*** Block opens ***
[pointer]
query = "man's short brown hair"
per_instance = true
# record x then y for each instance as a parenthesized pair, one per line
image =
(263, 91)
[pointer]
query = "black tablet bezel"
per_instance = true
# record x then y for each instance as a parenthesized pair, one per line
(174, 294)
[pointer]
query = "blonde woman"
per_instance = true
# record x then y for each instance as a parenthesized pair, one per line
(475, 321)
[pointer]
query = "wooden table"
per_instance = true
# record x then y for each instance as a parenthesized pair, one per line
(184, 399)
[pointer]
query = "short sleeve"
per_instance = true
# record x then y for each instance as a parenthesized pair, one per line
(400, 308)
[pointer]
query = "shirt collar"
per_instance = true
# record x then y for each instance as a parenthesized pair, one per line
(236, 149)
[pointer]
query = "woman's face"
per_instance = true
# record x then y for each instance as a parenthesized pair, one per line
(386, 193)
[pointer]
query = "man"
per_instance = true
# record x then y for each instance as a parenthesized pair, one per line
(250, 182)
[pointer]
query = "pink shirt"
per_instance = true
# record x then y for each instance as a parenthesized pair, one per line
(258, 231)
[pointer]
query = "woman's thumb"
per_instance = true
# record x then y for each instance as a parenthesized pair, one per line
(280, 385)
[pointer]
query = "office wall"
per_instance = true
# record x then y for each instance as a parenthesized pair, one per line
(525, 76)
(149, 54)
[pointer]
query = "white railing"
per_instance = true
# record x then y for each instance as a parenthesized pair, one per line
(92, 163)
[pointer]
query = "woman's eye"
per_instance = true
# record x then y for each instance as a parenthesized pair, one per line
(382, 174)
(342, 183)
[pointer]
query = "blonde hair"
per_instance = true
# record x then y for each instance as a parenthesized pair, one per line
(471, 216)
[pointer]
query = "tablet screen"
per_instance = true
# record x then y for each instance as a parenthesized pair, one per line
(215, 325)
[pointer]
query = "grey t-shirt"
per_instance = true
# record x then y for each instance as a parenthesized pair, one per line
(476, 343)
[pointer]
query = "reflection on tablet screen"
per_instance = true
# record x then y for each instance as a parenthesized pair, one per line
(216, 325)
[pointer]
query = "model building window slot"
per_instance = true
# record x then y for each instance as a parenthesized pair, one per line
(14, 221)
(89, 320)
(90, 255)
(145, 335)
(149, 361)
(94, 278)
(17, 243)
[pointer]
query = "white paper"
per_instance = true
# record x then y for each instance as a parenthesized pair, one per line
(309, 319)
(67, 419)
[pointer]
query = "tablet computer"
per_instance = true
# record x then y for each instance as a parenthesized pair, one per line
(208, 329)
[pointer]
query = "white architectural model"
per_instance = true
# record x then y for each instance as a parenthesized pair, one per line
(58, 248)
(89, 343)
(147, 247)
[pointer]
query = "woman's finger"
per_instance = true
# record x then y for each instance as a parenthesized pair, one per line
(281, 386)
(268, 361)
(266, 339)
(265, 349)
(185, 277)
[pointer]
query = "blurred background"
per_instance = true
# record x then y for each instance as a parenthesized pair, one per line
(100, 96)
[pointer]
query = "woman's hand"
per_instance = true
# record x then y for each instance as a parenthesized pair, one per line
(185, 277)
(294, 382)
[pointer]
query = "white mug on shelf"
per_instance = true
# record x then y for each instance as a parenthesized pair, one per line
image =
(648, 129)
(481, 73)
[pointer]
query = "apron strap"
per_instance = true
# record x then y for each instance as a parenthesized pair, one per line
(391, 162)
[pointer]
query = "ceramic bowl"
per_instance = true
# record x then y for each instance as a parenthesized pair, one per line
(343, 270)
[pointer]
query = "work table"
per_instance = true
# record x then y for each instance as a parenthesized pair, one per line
*** Block closes ***
## Problem
Every record above belongs in the answer, reproduced exactly.

## Task solution
[pointer]
query = "man's short brown hair"
per_instance = true
# record x then y for each instance as a parenthesized pair, one per line
image =
(263, 91)
[pointer]
query = "black tablet bezel"
per_instance = true
# record x then y for each instance as a parenthesized pair, one per line
(174, 294)
[pointer]
query = "blonde woman"
per_instance = true
# record x then y for each instance as a parenthesized pair, one per line
(475, 321)
[pointer]
query = "wooden table"
per_instance = true
# record x then y for each instance as a parenthesized pair, one per line
(184, 399)
[pointer]
query = "short sleeve"
per_instance = true
# record x then y for each instance as a parenthesized pair, one per line
(400, 308)
[pointer]
query = "shirt collar"
per_instance = true
# record x then y for each instance as a parenthesized pair, one per line
(236, 149)
[pointer]
query = "woman's face"
per_instance = true
# record x then y for each instance as a parenthesized pair, one per line
(386, 193)
[pointer]
query = "man"
per_instance = true
# record x then y for each instance as a parenthesized pair, one per line
(250, 182)
[pointer]
query = "pink shirt"
per_instance = true
# record x then y for each instance as a parenthesized pair, one per line
(258, 231)
[pointer]
query = "woman's thumb"
per_instance = true
# record x then y for each instance as a parenthesized pair, one per line
(280, 385)
[pointer]
query = "office wall"
per_instance = true
# record x then y for each instance as a parenthesized pair, one per line
(525, 76)
(149, 54)
[pointer]
query = "white railing"
per_instance = true
# record x then y for each instance as a parenthesized pair, one per line
(92, 163)
[pointer]
query = "woman's eye"
per_instance = true
# record x then y for each instance as a parenthesized pair, one per line
(382, 174)
(342, 183)
[pointer]
query = "blonde hair"
per_instance = true
# record x then y for each instance as a parenthesized pair, one per line
(471, 216)
[pointer]
query = "tablet screen"
per_instance = true
# record x then y for each instance as a parenthesized pair, one per line
(215, 325)
[pointer]
query = "grey t-shirt"
per_instance = true
# record x then y for each instance as a parenthesized pair, one per line
(476, 343)
[pointer]
query = "reflection on tablet screen"
per_instance = true
# record x then y for each instance as a parenthesized pair, one per line
(216, 325)
[pointer]
query = "model building window slot"
per_instance = true
# record x then y for each instance as a parenthesized pair, one per line
(14, 221)
(89, 320)
(90, 255)
(145, 335)
(149, 361)
(94, 278)
(17, 243)
[pointer]
query = "white paper"
per_instance = true
# record x then y for each instance as a parenthesized pair, one per line
(309, 319)
(67, 419)
[pointer]
query = "tablet computer"
per_instance = true
# record x then y for each instance as a parenthesized pair, one per line
(208, 329)
[pointer]
query = "white architectural model"
per_instance = true
# record x then y for each instance as a parenthesized pair, one per line
(58, 248)
(89, 343)
(147, 247)
[pointer]
query = "woman's finger"
per_instance = true
# record x then y for each instance as a parenthesized pair, one per line
(281, 386)
(268, 361)
(266, 339)
(265, 349)
(185, 277)
[pointer]
query = "blurred background"
per_instance = true
# record x then y for each instance as a parenthesized pair, one per line
(100, 96)
[pointer]
query = "woman's hand"
per_instance = true
# record x then y for each instance as a parenthesized pair, one per line
(185, 277)
(294, 382)
[pointer]
query = "white mug on shelf"
per_instance = true
# record x then y for each instance as a parenthesized pair, one per line
image =
(648, 129)
(481, 73)
[pointer]
query = "apron strap"
per_instance = true
# record x then y for each instance as a parenthesized pair, one per line
(391, 162)
[pointer]
query = "ceramic bowl"
per_instance = true
# record x then y for each instance as a parenthesized pair, one per line
(343, 270)
[pointer]
query = "work table"
per_instance = true
# record x then y for each instance as a parenthesized pair, one per line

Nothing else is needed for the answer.